▶ [Extracted information]
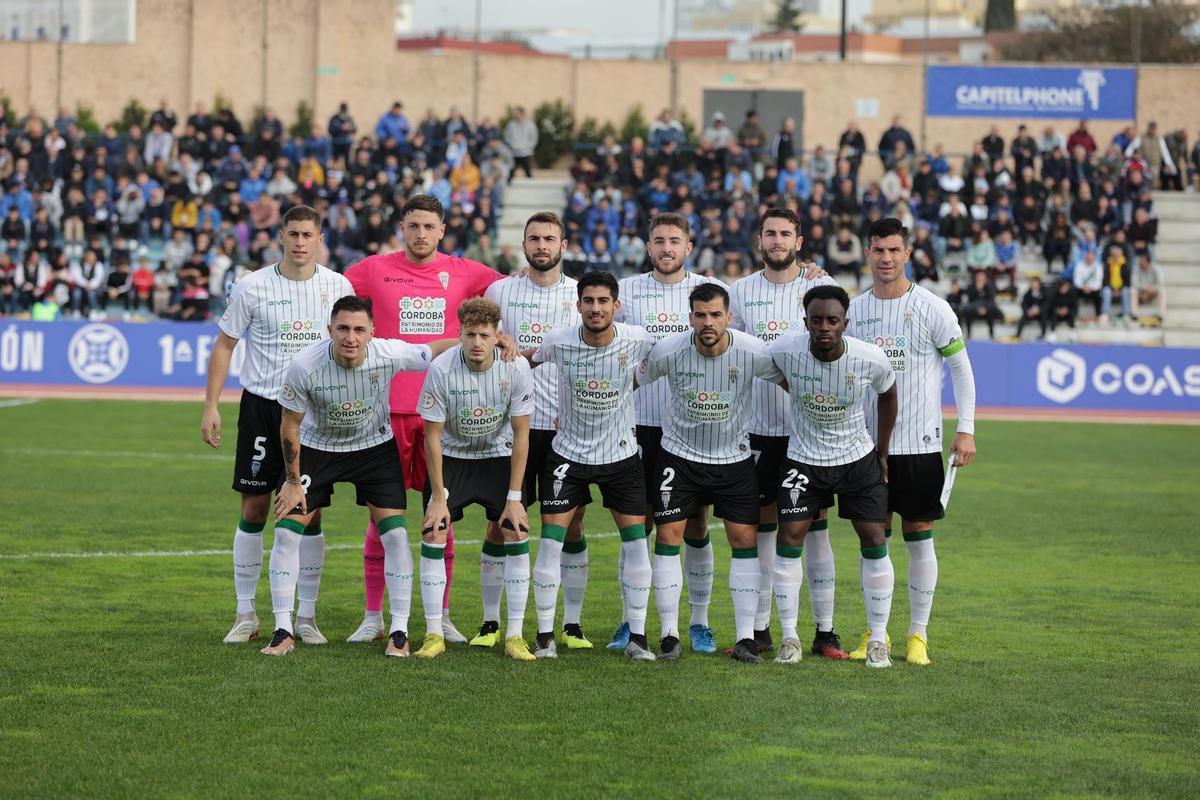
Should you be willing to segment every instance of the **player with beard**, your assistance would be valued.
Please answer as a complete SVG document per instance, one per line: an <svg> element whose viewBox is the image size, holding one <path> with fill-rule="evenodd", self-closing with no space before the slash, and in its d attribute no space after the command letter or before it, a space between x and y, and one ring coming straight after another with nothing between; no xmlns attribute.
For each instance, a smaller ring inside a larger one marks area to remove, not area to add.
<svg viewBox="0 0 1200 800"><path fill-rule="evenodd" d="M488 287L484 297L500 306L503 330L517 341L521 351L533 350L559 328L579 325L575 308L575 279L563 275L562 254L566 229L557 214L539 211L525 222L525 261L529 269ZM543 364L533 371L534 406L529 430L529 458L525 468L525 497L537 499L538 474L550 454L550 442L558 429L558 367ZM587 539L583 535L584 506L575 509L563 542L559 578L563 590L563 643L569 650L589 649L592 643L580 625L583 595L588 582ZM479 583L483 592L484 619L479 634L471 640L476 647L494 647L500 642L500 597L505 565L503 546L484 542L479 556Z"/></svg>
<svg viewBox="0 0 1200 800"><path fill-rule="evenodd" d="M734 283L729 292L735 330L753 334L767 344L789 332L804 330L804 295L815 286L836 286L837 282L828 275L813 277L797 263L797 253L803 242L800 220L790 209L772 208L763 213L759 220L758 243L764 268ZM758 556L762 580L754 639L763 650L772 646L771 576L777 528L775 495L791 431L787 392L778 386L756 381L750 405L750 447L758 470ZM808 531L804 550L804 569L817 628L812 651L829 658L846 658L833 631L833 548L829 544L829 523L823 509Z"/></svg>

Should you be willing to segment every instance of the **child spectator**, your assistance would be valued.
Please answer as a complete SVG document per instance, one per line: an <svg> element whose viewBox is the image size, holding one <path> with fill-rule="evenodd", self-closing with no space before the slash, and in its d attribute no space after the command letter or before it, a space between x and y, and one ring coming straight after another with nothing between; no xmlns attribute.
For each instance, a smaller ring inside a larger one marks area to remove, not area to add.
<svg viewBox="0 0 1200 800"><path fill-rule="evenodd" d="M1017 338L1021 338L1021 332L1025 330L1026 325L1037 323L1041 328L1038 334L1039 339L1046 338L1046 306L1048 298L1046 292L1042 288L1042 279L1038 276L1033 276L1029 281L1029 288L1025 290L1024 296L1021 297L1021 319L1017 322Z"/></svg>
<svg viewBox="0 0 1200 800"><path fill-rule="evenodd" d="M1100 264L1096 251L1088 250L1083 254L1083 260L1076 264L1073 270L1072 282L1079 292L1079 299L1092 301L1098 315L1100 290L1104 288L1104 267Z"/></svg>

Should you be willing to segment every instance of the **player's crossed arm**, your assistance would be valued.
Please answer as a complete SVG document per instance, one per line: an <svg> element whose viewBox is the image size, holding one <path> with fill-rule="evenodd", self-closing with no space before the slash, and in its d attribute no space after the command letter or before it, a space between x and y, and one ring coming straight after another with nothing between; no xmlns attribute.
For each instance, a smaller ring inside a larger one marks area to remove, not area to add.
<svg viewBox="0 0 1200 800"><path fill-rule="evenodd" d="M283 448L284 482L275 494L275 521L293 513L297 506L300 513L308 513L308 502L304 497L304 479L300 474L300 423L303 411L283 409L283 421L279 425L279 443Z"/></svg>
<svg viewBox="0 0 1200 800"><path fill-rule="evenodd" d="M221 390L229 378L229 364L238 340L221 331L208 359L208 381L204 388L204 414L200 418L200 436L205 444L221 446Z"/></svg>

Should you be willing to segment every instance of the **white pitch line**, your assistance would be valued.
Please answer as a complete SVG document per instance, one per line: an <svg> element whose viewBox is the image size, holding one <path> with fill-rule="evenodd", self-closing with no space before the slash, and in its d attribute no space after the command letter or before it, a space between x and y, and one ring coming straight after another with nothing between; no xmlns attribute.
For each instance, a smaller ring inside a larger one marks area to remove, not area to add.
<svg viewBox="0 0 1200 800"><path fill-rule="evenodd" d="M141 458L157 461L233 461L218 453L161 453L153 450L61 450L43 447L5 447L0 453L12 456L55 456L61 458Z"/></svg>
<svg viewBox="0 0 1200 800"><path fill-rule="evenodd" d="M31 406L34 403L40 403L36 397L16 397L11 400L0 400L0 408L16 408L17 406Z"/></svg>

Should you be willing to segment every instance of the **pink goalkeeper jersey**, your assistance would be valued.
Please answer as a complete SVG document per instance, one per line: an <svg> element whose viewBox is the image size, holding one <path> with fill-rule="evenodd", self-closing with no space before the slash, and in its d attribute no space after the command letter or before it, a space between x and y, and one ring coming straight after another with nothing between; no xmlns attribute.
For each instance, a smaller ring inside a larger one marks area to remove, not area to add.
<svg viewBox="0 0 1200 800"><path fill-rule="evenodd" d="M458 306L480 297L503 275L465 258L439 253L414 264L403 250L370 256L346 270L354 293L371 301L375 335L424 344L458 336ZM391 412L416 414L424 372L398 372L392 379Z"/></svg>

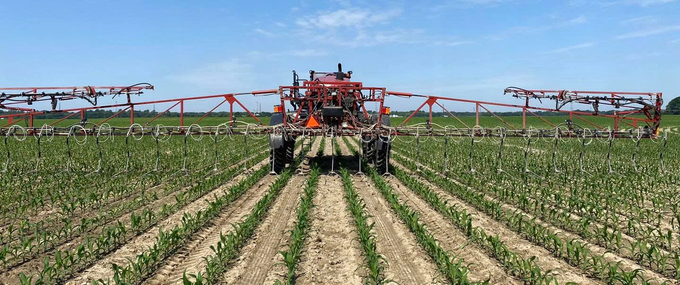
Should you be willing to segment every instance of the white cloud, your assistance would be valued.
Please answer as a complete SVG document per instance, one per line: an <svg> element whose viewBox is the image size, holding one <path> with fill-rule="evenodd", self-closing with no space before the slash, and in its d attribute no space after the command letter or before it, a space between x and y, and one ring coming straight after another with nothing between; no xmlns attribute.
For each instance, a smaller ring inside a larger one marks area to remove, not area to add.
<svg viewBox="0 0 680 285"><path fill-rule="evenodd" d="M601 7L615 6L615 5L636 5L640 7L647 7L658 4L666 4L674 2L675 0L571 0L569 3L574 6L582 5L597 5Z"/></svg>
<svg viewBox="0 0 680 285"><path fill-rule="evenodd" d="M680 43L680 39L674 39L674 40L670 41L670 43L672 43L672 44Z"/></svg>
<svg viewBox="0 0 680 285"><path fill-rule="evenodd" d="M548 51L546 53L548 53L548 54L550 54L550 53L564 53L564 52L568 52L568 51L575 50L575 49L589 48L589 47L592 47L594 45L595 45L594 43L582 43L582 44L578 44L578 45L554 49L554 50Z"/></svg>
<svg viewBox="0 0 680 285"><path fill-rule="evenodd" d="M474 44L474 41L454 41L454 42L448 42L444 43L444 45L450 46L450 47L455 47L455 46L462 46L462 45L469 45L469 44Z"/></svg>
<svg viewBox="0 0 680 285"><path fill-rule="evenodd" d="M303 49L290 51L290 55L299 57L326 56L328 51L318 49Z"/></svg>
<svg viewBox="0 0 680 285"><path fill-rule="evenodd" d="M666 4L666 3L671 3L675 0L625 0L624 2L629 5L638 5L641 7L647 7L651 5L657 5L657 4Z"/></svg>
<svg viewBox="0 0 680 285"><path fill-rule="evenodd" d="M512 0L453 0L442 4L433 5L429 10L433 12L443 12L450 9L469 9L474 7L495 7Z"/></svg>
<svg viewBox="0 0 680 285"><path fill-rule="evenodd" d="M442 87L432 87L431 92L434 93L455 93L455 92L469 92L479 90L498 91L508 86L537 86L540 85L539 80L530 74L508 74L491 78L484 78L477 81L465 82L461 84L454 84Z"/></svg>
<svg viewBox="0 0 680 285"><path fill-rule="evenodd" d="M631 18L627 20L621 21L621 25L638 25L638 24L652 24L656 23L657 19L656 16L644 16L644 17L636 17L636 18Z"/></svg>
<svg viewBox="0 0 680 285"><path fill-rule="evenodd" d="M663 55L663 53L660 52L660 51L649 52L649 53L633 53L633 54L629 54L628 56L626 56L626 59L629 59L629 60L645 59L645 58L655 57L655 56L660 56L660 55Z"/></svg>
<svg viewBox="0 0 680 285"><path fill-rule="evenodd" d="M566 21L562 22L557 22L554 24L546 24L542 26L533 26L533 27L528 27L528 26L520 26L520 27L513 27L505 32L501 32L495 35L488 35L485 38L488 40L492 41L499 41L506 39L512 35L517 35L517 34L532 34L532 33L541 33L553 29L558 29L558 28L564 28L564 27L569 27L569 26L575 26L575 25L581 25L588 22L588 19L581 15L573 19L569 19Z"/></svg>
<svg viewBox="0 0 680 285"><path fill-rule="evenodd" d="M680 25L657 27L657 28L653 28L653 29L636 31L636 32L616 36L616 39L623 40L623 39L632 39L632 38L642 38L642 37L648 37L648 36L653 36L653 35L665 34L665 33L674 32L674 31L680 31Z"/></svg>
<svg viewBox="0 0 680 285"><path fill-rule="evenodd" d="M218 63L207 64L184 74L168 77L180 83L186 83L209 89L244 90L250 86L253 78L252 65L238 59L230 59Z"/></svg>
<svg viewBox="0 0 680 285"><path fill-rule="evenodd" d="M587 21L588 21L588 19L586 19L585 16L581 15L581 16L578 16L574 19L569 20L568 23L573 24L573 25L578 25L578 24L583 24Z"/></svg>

▶ [Task instructions]
The expected result is every line above containing the string "would".

▶ [Completed task]
Should you be willing to segment every instance of the **player with beard**, your assistance would be valued.
Should you be willing to segment every instance of the **child spectator**, your assistance would be valued.
Should you be willing to segment every instance of the **player's crossed arm**, your assistance would be valued.
Should you be willing to segment every instance of the **white pitch line**, your assistance would be valued.
Should you be willing to segment every instance of the **pink goalkeeper jersey**, your assistance would be valued.
Should you be willing to segment every instance of the white cloud, your assistance would be valued.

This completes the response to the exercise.